SET EXERCISE
Put the data below into a numbered list, one line per item, leaving out any blank lines.

BEGIN

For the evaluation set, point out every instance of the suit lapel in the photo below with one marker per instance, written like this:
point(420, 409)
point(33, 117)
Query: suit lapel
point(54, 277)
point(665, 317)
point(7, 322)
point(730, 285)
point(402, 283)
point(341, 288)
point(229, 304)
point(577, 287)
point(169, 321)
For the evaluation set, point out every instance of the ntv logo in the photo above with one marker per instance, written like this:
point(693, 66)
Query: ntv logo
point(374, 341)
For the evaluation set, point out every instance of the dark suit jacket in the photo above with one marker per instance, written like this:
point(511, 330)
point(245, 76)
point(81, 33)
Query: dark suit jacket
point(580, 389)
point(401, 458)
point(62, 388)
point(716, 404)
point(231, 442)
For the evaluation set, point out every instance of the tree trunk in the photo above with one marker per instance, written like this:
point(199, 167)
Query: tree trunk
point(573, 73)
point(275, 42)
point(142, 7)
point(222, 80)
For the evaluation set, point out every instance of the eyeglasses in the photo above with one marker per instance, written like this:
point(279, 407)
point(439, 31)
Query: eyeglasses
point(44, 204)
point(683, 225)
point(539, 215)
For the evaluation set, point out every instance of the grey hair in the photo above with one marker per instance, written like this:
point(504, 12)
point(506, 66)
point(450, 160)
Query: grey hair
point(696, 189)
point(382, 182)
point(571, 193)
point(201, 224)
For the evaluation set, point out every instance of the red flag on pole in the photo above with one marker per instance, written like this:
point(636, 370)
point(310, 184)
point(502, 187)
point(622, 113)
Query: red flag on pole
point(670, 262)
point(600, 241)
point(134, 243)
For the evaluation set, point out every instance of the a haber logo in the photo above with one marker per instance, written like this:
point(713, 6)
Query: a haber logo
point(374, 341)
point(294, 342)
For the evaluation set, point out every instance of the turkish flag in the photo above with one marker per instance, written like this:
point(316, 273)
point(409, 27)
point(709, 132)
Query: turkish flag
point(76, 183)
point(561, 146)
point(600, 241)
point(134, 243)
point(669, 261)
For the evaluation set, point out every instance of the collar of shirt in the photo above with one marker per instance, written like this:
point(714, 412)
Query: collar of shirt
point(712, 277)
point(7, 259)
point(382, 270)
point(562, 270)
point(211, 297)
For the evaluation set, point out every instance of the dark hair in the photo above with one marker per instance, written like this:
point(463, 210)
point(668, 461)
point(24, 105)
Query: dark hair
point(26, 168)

END

THE RESPONSE
1. For the evaluation set, point out every instance of the suit lapel in the photo below with one marker per instance, written like this:
2. point(420, 409)
3. point(33, 117)
4. Query: suit lapel
5. point(54, 277)
6. point(665, 317)
7. point(7, 322)
8. point(730, 285)
9. point(402, 283)
10. point(341, 288)
11. point(229, 304)
12. point(577, 287)
13. point(169, 321)
14. For the evaluation set, point out every instance of the ntv logo in the photo above with one marker per instance, written like this:
15. point(693, 66)
16. Query: ntv logo
17. point(374, 341)
18. For the evaluation set, point out every instance of the dark suit jacket in the photo above with one marker per instance, written like this:
19. point(511, 330)
20. point(245, 76)
21. point(81, 33)
22. Query: dark suit jacket
23. point(580, 389)
24. point(401, 458)
25. point(62, 388)
26. point(716, 404)
27. point(231, 442)
28. For the evaluation set, point out every instance of the tree trunk in the photo above with one marker per instance, written like this:
29. point(199, 167)
30. Query: tree trunk
31. point(573, 73)
32. point(275, 42)
33. point(142, 7)
34. point(222, 80)
35. For the evaluation set, point out every instance of the eyeglasses in the photo above with one marker per instance, written like this:
36. point(279, 407)
37. point(439, 31)
38. Query: eyeglasses
39. point(44, 204)
40. point(683, 225)
41. point(539, 215)
42. For the evaluation set, point out every instance of the grey hair in the photo above with one marker per instance, written like this:
43. point(504, 12)
44. point(506, 66)
45. point(450, 160)
46. Query: grey hair
47. point(696, 189)
48. point(382, 182)
49. point(571, 193)
50. point(201, 224)
51. For the evaluation set, point out every instance of the red flag on pole in the photo above with one marker per instance, written like this:
52. point(636, 370)
53. point(310, 184)
54. point(502, 187)
55. point(622, 113)
56. Query: red flag on pole
57. point(670, 262)
58. point(600, 241)
59. point(134, 243)
60. For the evaluation set, point out every instance of the a haber logo in the photo above with one marker per instance, written like this:
61. point(713, 6)
62. Query: a haber logo
63. point(374, 341)
64. point(294, 342)
65. For the evaluation set, point out every instance of the turkish flag in the photo above with one marker per instance, written like this:
66. point(316, 273)
67. point(409, 27)
68. point(709, 132)
69. Query: turkish flag
70. point(76, 183)
71. point(561, 146)
72. point(600, 241)
73. point(134, 243)
74. point(669, 261)
75. For the evaluation set, point out every instance of the collar of shirt in the photo above with one marker per instance, written like this:
76. point(714, 412)
77. Query: collar of shirt
78. point(712, 277)
79. point(7, 259)
80. point(382, 270)
81. point(562, 270)
82. point(211, 297)
83. For the evaluation set, point out every instance of the dark hair in the photo above with one marker per instance, written like this:
84. point(463, 210)
85. point(668, 461)
86. point(24, 105)
87. Query: dark hair
88. point(26, 168)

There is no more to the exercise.